-- BEGIN --

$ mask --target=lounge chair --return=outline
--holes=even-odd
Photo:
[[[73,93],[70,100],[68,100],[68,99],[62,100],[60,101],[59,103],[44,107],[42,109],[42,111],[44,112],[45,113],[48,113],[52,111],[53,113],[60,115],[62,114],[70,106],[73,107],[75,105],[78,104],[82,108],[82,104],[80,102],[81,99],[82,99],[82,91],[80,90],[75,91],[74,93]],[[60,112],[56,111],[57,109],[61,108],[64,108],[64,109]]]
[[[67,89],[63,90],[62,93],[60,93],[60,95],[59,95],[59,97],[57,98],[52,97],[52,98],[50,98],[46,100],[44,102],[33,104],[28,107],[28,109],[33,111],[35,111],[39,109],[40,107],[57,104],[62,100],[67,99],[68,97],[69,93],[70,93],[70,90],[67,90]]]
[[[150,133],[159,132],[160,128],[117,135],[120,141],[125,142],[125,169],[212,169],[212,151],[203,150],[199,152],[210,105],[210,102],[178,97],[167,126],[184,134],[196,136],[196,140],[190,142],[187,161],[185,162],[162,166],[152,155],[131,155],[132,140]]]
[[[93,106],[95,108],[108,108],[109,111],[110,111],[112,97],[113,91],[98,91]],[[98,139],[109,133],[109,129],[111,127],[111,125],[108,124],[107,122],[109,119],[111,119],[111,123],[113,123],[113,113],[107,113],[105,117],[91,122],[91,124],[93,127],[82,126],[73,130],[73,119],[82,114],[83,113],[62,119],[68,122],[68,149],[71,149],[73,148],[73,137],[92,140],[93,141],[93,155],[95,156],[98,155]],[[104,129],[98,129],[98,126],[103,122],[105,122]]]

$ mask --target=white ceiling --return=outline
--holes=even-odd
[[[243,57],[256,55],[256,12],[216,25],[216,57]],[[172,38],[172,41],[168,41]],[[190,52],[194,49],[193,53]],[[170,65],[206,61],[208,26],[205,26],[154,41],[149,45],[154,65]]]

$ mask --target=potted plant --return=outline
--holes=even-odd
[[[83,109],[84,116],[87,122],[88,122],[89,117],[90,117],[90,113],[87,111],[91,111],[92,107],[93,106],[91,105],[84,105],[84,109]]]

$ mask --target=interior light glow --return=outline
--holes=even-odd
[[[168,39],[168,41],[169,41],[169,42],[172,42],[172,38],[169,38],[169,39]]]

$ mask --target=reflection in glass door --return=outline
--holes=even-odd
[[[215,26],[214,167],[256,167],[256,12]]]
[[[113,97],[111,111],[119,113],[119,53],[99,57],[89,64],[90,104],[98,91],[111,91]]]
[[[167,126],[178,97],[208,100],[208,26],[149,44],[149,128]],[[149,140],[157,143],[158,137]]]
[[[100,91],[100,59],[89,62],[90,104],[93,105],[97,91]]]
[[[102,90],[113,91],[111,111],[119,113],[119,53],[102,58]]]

-- END --

YOUR GOAL:
Format the data from the line containing "glass door --return=outline" through the end as a Markdown table with the columns Index and Text. Put one line in each row, numbered in order, and leave out blank lines.

FINAL RESULT:
| Index | Text |
|---|---|
| 1 | $ mask --target=reflection in glass door --return=outline |
| 2 | --holes=even-odd |
| 3 | [[[215,26],[214,167],[256,167],[256,12]]] |
| 4 | [[[113,97],[111,111],[119,113],[119,53],[99,57],[89,64],[90,104],[98,91],[111,91]]] |
| 5 | [[[167,126],[178,97],[208,100],[208,26],[149,44],[149,128]],[[149,140],[157,143],[158,137]]] |
| 6 | [[[100,91],[100,59],[89,62],[90,104],[93,105],[97,91]]] |
| 7 | [[[102,90],[113,91],[111,111],[119,113],[119,53],[102,58]]] |